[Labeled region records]
★ ★ ★ ★ ★
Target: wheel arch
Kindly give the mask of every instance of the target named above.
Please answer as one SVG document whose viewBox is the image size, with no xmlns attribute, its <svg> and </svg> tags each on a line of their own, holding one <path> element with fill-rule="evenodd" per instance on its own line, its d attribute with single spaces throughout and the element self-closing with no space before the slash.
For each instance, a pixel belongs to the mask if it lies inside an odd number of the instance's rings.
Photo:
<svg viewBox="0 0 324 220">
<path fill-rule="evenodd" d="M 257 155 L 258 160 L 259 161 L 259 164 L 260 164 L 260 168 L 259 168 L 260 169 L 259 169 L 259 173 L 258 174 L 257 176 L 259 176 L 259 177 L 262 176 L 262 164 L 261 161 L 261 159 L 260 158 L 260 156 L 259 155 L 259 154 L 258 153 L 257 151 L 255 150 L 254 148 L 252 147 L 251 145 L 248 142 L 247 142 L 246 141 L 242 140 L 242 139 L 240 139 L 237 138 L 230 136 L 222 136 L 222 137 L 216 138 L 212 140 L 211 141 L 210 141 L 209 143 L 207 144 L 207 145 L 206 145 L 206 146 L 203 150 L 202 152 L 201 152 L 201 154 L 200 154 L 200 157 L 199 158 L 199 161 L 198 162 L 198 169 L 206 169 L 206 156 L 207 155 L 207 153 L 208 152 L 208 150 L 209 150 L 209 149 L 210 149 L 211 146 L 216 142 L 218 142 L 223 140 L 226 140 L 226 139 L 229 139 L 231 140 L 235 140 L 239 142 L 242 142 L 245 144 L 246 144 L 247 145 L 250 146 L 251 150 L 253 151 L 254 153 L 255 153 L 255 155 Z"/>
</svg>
★ ★ ★ ★ ★
■ Exercise goal ■
Above are some records. Print them all exactly.

■ Solution for this exercise ■
Target: wheel arch
Kindly give the mask of every instance of the target named above.
Please answer as one SVG document whose viewBox is the image size, with no xmlns attribute, its <svg> and </svg> tags each on a line of their own, holding one <path> element with fill-rule="evenodd" per instance on its own line, its d attribute with single spaces throughout and the element self-closing with no space before the slash.
For each instance, a pixel belongs to the mask if it lies inside an odd number of the instance's rings.
Photo:
<svg viewBox="0 0 324 220">
<path fill-rule="evenodd" d="M 257 155 L 258 160 L 259 161 L 259 164 L 260 164 L 260 168 L 259 168 L 260 169 L 259 169 L 259 173 L 258 174 L 257 176 L 259 176 L 259 177 L 262 176 L 262 164 L 261 161 L 261 159 L 260 158 L 260 156 L 259 155 L 259 154 L 258 153 L 257 151 L 255 150 L 254 148 L 252 147 L 251 145 L 248 142 L 247 142 L 246 141 L 242 140 L 242 139 L 240 139 L 237 138 L 230 136 L 222 136 L 222 137 L 216 138 L 212 140 L 211 141 L 210 141 L 209 143 L 207 144 L 207 145 L 206 145 L 206 146 L 203 150 L 202 152 L 201 152 L 201 154 L 200 154 L 200 157 L 199 158 L 199 161 L 198 162 L 198 169 L 206 169 L 206 156 L 207 155 L 207 153 L 208 152 L 208 150 L 209 150 L 209 149 L 210 149 L 211 146 L 216 142 L 218 142 L 223 140 L 226 140 L 226 139 L 229 139 L 231 140 L 235 140 L 239 142 L 242 142 L 245 144 L 246 144 L 247 145 L 250 146 L 251 150 L 253 151 L 254 153 L 255 153 L 255 155 Z"/>
</svg>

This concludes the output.